§ **Task to complete**: Rewrite the entries from the line containing "Task: find the dark" through the end of the entries, with "dark sedan" changed to "black sedan" and everything else unchanged. Give only those lines.

— begin Given data —

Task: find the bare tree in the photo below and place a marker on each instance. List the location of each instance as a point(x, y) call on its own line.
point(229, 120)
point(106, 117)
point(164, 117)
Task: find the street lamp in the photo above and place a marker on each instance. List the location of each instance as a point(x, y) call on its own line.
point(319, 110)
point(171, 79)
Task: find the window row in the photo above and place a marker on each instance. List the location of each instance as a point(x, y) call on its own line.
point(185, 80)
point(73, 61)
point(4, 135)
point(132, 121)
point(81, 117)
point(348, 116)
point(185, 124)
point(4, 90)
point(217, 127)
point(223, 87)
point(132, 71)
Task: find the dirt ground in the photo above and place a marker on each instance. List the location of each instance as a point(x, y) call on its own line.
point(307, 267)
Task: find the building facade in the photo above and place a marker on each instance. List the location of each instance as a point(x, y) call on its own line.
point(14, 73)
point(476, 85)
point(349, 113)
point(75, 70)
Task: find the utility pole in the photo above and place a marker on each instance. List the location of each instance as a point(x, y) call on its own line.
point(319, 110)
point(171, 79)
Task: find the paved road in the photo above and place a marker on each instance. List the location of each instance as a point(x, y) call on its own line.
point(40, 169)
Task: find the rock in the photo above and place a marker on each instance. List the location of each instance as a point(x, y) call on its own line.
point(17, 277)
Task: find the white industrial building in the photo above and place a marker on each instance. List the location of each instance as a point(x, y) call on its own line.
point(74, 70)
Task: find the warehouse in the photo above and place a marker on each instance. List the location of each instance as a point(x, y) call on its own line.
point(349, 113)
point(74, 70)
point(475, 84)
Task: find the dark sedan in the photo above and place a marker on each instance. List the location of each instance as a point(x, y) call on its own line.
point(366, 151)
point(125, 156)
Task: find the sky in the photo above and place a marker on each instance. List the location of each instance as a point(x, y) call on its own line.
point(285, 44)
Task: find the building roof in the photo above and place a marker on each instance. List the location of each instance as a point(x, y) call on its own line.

— end Given data —

§ **Answer in full**:
Task: find the black sedan in the photo above and place a marker on each instance. List the location of each instance as a point(x, y) call on its own line.
point(366, 151)
point(125, 156)
Task: find the sky in the photo above and place a marker on each instance. List the location of each instance as a point(x, y) call on its own line.
point(285, 44)
Task: find the building roof in the photo above and place a marker on each instance. List the location of each instance as a point(x, y) call on its own line.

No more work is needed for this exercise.